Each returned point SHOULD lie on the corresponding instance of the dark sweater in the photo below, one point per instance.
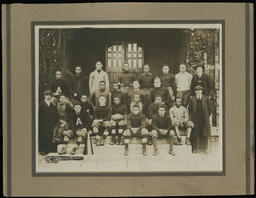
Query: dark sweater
(161, 122)
(80, 121)
(136, 121)
(120, 109)
(153, 109)
(146, 80)
(168, 80)
(103, 113)
(62, 84)
(127, 78)
(160, 91)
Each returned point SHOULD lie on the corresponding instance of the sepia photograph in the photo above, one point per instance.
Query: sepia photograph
(128, 98)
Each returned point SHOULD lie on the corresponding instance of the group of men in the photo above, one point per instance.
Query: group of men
(145, 106)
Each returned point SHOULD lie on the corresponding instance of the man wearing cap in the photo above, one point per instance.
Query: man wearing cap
(126, 78)
(183, 82)
(47, 119)
(81, 124)
(102, 90)
(203, 80)
(97, 76)
(200, 110)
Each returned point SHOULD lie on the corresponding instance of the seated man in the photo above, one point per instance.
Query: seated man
(86, 105)
(136, 100)
(119, 113)
(152, 110)
(63, 107)
(161, 124)
(180, 119)
(62, 133)
(81, 123)
(136, 126)
(101, 124)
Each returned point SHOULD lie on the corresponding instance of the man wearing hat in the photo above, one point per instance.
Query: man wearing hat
(203, 80)
(200, 110)
(47, 119)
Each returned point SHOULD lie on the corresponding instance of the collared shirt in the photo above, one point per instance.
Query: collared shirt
(178, 113)
(183, 81)
(47, 102)
(95, 78)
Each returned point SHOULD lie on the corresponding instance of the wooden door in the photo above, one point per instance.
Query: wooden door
(120, 52)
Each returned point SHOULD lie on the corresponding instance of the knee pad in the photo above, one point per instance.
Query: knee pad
(121, 123)
(113, 131)
(95, 130)
(127, 133)
(154, 133)
(79, 139)
(190, 124)
(172, 133)
(120, 131)
(144, 132)
(66, 139)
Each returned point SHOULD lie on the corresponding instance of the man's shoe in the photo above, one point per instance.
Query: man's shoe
(126, 150)
(188, 142)
(98, 143)
(144, 152)
(155, 151)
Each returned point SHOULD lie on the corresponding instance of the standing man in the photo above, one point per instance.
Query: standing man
(59, 86)
(183, 82)
(101, 91)
(168, 81)
(126, 78)
(147, 78)
(97, 76)
(116, 92)
(161, 124)
(200, 109)
(78, 83)
(203, 80)
(47, 119)
(159, 90)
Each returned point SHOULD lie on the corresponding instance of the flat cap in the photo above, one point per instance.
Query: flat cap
(47, 92)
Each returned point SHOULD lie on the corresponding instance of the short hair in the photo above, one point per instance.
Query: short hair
(102, 96)
(157, 78)
(102, 81)
(165, 65)
(136, 106)
(76, 103)
(162, 106)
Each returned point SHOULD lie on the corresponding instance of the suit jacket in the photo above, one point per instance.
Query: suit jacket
(205, 82)
(206, 106)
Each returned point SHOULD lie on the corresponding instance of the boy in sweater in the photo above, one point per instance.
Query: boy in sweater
(180, 119)
(161, 124)
(119, 113)
(101, 124)
(81, 124)
(136, 126)
(62, 133)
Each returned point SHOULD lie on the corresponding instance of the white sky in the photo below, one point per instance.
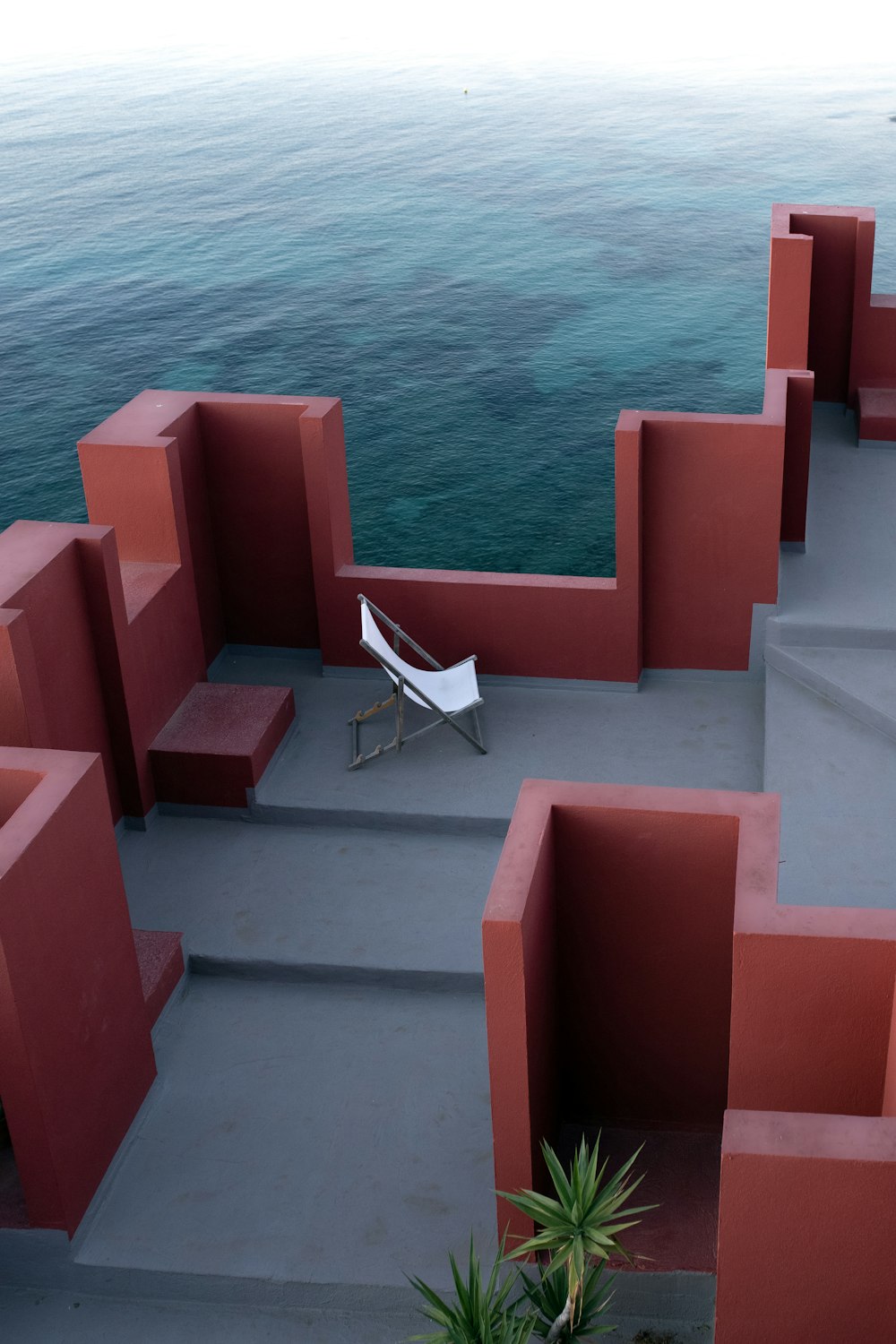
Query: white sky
(634, 32)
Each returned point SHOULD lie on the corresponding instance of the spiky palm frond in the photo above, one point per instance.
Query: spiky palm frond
(547, 1295)
(479, 1314)
(586, 1218)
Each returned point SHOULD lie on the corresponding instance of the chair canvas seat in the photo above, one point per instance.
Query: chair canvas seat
(454, 690)
(446, 693)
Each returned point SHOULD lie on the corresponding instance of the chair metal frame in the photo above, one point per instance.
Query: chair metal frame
(397, 698)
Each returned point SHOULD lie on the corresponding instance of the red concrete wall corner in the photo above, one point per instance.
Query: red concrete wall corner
(890, 1077)
(806, 1230)
(519, 956)
(788, 293)
(586, 863)
(645, 913)
(257, 500)
(810, 1021)
(586, 628)
(75, 1053)
(712, 504)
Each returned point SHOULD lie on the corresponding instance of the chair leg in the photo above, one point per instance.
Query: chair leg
(400, 714)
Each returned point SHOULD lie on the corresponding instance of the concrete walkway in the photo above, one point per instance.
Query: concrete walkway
(320, 1125)
(328, 897)
(831, 690)
(691, 731)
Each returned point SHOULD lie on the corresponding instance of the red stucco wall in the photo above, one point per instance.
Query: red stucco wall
(606, 945)
(260, 521)
(645, 906)
(516, 624)
(75, 1054)
(711, 529)
(806, 1230)
(51, 691)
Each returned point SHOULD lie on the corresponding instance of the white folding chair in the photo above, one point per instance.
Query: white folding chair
(447, 693)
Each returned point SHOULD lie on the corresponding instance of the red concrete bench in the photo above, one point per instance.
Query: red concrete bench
(877, 416)
(218, 742)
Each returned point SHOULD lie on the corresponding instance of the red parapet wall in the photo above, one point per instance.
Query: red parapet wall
(236, 516)
(806, 1230)
(516, 624)
(823, 314)
(807, 1202)
(51, 691)
(712, 521)
(75, 1053)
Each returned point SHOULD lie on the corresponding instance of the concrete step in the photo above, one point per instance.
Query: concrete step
(38, 1316)
(347, 902)
(837, 780)
(327, 1137)
(858, 680)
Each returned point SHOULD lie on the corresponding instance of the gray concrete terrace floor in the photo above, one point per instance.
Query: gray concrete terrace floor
(831, 682)
(699, 731)
(322, 1123)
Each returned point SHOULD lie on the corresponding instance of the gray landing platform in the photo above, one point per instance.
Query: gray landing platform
(691, 731)
(265, 900)
(831, 688)
(320, 1124)
(43, 1317)
(311, 1134)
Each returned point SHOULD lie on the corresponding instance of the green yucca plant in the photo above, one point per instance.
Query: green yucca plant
(581, 1225)
(578, 1228)
(481, 1314)
(548, 1293)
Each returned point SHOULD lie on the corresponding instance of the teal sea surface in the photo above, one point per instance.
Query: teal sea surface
(487, 263)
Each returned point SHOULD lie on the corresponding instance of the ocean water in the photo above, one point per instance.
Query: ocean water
(485, 277)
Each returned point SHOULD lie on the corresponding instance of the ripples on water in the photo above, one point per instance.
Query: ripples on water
(485, 280)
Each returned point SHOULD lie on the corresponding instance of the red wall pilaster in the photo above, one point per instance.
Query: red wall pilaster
(75, 1053)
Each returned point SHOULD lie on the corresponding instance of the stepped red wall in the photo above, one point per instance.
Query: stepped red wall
(823, 314)
(51, 694)
(260, 521)
(77, 1062)
(806, 1230)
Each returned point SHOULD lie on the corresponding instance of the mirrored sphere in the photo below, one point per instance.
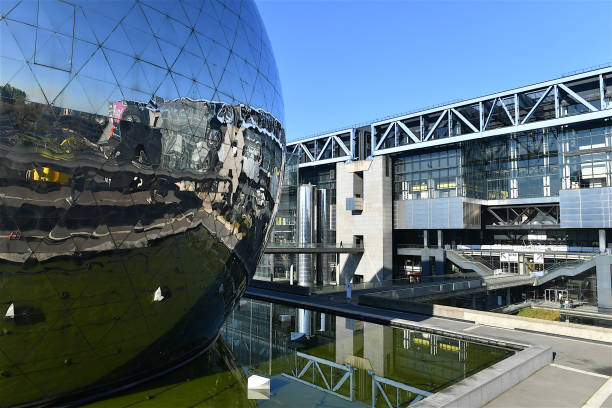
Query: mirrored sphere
(141, 153)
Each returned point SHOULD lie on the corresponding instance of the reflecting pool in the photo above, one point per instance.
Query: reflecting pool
(313, 359)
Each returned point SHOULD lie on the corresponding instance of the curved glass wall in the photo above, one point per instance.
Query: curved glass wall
(141, 153)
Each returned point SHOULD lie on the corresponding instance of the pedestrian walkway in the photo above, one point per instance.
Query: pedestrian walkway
(581, 367)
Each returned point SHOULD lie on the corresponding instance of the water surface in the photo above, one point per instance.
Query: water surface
(313, 359)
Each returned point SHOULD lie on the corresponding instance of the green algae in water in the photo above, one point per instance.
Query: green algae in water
(425, 361)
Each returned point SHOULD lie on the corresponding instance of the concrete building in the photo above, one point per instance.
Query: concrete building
(516, 182)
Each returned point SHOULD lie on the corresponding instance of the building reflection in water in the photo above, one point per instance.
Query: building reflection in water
(212, 380)
(333, 362)
(342, 356)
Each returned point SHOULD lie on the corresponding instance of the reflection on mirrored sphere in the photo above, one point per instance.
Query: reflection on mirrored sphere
(141, 148)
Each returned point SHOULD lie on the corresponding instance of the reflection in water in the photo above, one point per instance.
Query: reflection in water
(333, 363)
(211, 380)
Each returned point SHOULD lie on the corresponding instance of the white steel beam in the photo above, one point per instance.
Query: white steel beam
(502, 131)
(464, 120)
(342, 145)
(578, 98)
(517, 110)
(305, 149)
(523, 89)
(422, 127)
(324, 147)
(435, 125)
(324, 161)
(507, 112)
(372, 139)
(536, 105)
(382, 139)
(557, 105)
(602, 92)
(486, 124)
(409, 132)
(321, 136)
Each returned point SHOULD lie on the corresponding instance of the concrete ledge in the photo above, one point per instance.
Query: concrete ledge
(482, 387)
(280, 287)
(580, 331)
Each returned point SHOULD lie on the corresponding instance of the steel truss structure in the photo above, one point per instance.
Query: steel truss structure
(528, 217)
(567, 100)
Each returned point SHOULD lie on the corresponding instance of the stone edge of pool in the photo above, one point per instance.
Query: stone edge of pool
(473, 391)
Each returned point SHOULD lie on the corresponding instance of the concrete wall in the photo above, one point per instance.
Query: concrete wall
(604, 283)
(439, 213)
(482, 387)
(374, 222)
(586, 208)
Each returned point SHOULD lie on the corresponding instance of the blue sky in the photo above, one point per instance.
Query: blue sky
(347, 62)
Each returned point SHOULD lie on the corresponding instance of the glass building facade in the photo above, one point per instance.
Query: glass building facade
(141, 152)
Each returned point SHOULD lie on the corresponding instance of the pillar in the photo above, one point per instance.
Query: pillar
(306, 231)
(603, 265)
(425, 267)
(303, 321)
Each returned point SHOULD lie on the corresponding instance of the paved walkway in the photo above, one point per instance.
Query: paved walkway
(579, 371)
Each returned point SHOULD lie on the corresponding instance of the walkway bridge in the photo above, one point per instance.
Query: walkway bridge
(564, 264)
(333, 248)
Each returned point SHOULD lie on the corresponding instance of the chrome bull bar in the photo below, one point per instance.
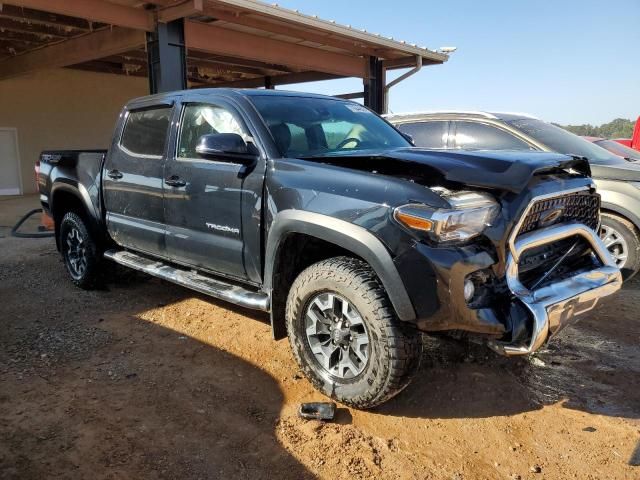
=-=-=-=-=
Gather every line in the records above that contains the string "beam", and copy each one in full.

Response:
Each returned point SHOULD lie on the corresponding instance of the white steel beam in the photo above, one point per instance.
Query: white steel beam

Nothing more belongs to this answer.